» **Given problem**
The records are set out below this line. Return exactly the lines from the one containing "If you could point to the metal" through the last, and exclude the pictures.
Start Input records
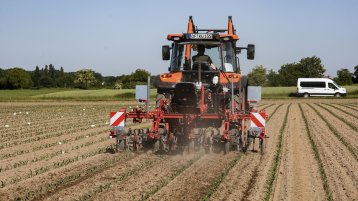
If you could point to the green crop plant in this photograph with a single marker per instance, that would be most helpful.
(317, 157)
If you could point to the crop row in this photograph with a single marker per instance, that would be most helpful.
(276, 159)
(71, 178)
(47, 135)
(165, 181)
(48, 156)
(119, 179)
(215, 185)
(349, 147)
(35, 130)
(317, 156)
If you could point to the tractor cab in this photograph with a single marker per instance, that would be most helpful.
(203, 55)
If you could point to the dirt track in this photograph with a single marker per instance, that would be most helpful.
(84, 171)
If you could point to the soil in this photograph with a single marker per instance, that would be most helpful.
(87, 173)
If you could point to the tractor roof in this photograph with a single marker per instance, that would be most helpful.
(195, 34)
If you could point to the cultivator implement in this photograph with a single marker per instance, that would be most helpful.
(178, 131)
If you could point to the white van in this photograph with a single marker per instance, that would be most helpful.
(319, 87)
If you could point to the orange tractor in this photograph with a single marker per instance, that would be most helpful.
(202, 102)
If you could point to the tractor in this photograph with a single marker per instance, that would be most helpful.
(202, 101)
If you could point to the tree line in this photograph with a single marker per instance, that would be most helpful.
(287, 75)
(50, 77)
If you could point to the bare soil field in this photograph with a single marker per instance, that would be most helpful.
(59, 151)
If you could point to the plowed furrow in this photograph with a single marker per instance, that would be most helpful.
(244, 178)
(338, 162)
(194, 182)
(298, 176)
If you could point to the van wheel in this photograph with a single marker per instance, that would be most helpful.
(337, 95)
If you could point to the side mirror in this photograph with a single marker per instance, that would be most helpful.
(250, 51)
(166, 52)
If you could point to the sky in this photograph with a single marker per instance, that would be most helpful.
(117, 37)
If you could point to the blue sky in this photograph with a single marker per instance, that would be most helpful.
(116, 37)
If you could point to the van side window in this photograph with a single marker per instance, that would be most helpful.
(313, 84)
(332, 86)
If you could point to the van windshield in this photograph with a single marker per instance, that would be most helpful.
(336, 85)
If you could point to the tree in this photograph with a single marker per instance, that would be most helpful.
(140, 75)
(85, 78)
(273, 78)
(18, 78)
(257, 76)
(344, 77)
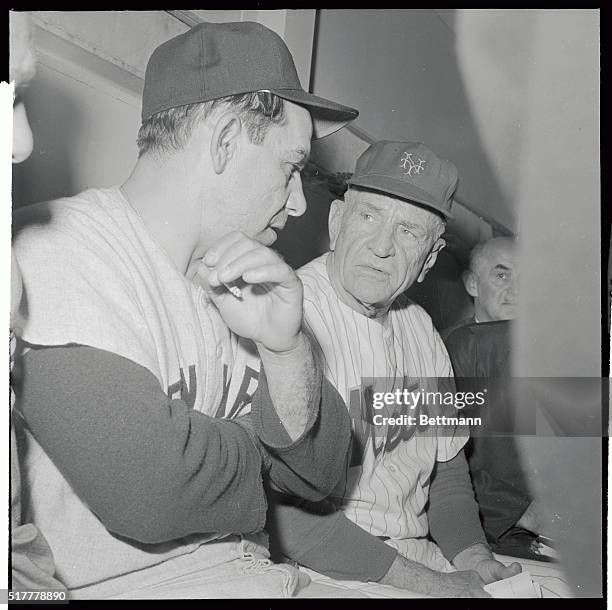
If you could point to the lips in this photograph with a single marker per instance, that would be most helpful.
(372, 271)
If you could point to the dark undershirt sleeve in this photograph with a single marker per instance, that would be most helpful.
(311, 466)
(150, 468)
(454, 523)
(322, 538)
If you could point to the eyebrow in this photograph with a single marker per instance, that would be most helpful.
(299, 157)
(402, 221)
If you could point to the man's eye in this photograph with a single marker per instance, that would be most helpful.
(295, 169)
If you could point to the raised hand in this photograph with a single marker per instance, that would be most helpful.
(269, 310)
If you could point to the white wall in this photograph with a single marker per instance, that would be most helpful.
(84, 104)
(400, 69)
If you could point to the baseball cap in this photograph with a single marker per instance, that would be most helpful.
(408, 170)
(214, 60)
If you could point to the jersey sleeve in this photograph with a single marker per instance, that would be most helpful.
(149, 467)
(451, 439)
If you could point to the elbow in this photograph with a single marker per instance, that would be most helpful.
(144, 518)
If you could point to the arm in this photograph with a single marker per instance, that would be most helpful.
(269, 312)
(310, 466)
(454, 523)
(149, 467)
(451, 502)
(501, 504)
(322, 538)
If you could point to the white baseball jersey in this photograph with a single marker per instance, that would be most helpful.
(387, 485)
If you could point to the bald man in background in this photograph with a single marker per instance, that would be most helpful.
(32, 565)
(481, 349)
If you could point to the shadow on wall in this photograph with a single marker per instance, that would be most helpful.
(400, 68)
(50, 161)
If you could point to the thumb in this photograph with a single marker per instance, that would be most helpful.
(512, 570)
(209, 280)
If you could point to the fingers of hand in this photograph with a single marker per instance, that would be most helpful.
(279, 273)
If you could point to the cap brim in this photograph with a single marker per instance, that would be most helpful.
(327, 116)
(400, 189)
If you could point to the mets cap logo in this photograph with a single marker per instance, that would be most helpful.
(408, 164)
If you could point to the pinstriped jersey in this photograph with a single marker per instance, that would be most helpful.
(387, 485)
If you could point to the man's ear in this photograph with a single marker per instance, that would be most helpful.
(224, 142)
(431, 258)
(470, 283)
(336, 211)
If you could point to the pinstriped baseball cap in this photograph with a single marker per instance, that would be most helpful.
(214, 60)
(408, 170)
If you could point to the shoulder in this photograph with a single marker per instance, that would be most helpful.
(411, 311)
(315, 280)
(68, 216)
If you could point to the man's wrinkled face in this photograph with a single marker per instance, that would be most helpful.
(380, 247)
(22, 66)
(494, 285)
(266, 182)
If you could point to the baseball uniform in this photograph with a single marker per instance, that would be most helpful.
(387, 486)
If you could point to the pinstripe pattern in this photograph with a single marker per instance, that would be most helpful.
(387, 485)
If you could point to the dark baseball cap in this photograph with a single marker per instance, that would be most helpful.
(410, 171)
(214, 60)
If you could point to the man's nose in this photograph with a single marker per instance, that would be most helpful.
(296, 204)
(22, 134)
(513, 287)
(381, 243)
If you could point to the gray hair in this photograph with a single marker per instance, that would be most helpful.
(481, 252)
(171, 129)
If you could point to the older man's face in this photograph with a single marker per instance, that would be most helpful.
(381, 246)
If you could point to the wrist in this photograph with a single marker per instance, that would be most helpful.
(292, 347)
(470, 557)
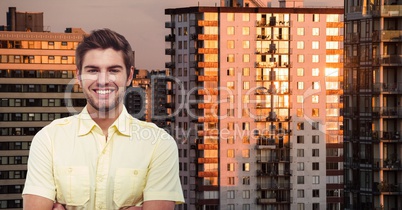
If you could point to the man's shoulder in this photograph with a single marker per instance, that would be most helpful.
(65, 121)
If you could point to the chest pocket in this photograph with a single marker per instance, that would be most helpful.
(128, 186)
(72, 185)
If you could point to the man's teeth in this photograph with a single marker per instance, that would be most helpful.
(103, 92)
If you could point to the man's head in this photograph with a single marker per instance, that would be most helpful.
(104, 70)
(104, 39)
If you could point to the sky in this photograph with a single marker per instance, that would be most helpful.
(142, 22)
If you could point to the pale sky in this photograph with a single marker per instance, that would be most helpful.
(142, 22)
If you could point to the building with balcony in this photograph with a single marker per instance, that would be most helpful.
(147, 98)
(37, 85)
(372, 104)
(258, 102)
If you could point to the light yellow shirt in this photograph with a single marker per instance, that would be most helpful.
(71, 162)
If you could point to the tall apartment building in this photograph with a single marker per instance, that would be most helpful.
(258, 105)
(372, 101)
(147, 98)
(37, 85)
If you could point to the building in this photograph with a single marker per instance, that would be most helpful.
(372, 101)
(37, 85)
(258, 105)
(147, 98)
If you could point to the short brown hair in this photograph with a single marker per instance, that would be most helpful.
(104, 39)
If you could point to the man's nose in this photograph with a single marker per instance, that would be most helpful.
(103, 78)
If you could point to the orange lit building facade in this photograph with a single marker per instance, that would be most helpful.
(258, 106)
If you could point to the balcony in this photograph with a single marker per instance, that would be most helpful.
(391, 11)
(391, 60)
(208, 50)
(207, 78)
(207, 37)
(207, 23)
(207, 146)
(207, 174)
(391, 36)
(170, 51)
(208, 91)
(169, 24)
(170, 38)
(207, 160)
(273, 186)
(170, 65)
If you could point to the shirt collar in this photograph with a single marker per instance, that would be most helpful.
(122, 123)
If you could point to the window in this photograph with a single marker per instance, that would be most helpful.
(300, 179)
(315, 112)
(300, 152)
(246, 30)
(230, 153)
(231, 181)
(315, 45)
(300, 45)
(315, 125)
(300, 126)
(300, 17)
(230, 85)
(230, 17)
(315, 58)
(315, 72)
(230, 30)
(314, 99)
(230, 72)
(300, 31)
(246, 44)
(300, 166)
(246, 180)
(230, 140)
(300, 193)
(230, 58)
(300, 85)
(299, 99)
(231, 44)
(299, 112)
(246, 58)
(246, 194)
(300, 58)
(246, 166)
(316, 179)
(246, 17)
(231, 194)
(246, 71)
(300, 140)
(315, 85)
(316, 31)
(230, 166)
(315, 152)
(316, 17)
(246, 85)
(315, 139)
(316, 166)
(246, 153)
(300, 72)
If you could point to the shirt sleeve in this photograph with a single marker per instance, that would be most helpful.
(163, 181)
(40, 180)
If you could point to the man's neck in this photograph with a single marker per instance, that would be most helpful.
(105, 119)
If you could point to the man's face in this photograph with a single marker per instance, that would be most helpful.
(104, 79)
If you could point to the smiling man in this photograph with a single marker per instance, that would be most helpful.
(103, 158)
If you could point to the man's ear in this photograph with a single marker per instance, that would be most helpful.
(77, 72)
(130, 76)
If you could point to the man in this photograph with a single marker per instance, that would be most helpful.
(102, 158)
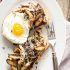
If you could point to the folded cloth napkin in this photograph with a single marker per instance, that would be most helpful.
(65, 64)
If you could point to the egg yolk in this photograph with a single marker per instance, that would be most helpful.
(17, 29)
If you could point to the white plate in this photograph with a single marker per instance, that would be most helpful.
(59, 23)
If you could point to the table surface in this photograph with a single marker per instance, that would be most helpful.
(65, 6)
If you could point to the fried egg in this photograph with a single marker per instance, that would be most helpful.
(16, 27)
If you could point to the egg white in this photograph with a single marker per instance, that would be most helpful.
(8, 24)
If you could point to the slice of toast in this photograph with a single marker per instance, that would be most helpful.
(25, 56)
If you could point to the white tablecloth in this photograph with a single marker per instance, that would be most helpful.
(65, 64)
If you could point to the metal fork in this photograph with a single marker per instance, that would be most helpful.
(51, 37)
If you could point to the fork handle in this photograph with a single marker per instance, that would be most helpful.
(55, 63)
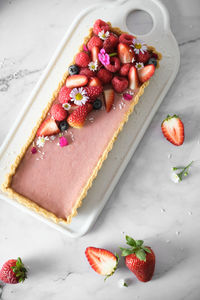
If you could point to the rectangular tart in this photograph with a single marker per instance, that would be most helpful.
(57, 165)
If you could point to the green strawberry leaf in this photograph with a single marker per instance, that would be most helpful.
(130, 241)
(141, 254)
(139, 243)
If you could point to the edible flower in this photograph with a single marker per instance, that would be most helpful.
(138, 46)
(177, 177)
(139, 65)
(103, 35)
(93, 65)
(63, 141)
(79, 96)
(41, 141)
(104, 57)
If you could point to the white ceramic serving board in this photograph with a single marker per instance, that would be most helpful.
(161, 37)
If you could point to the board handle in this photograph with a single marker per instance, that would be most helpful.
(158, 12)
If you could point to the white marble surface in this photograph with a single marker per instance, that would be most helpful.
(145, 203)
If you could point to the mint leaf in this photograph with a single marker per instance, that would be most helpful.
(141, 254)
(130, 241)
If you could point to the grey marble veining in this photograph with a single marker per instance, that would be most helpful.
(145, 203)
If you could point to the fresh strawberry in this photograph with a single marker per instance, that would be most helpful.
End Input records
» **Answer to the problem**
If you could point to the metal fork in this photograph with a single marker per instance, that would be most helpful.
(51, 37)
If you could point to the fork handle in this photograph with a single marker per instance, that would be most helpful.
(55, 63)
If you could point to the rectangular tart in this photograph with a single marker per instance, that would be most helpful.
(57, 165)
If you could point to the green strawberry leaf in this photograph with a single marker per instance, that would be most helpful.
(130, 241)
(141, 254)
(139, 243)
If you could point to the edible flower in this photograph with a single marker per instance, that would be most helpful.
(138, 46)
(177, 177)
(139, 65)
(103, 35)
(93, 65)
(63, 141)
(79, 96)
(41, 141)
(104, 57)
If you could point to the white ceramic serving board in this photograph with a single marker per instance, that would be most helpful.
(161, 37)
If you could point to the board handle in this photograph with a single marker per instance, that would be most helpful.
(158, 12)
If you could point to the white marble surface in this photograph with a single marker per instance, that would be most helpful.
(145, 203)
If you could point to the mint leaf in this photograph with a single marker per instance, that would be most helpful.
(141, 254)
(130, 241)
If you could point to the grey marble veining in this photograph with a single marker per instance, that would be most helpful.
(145, 203)
If you could point to the fresh strawberry in this photograph with a single marker per instance, that would be most helpful.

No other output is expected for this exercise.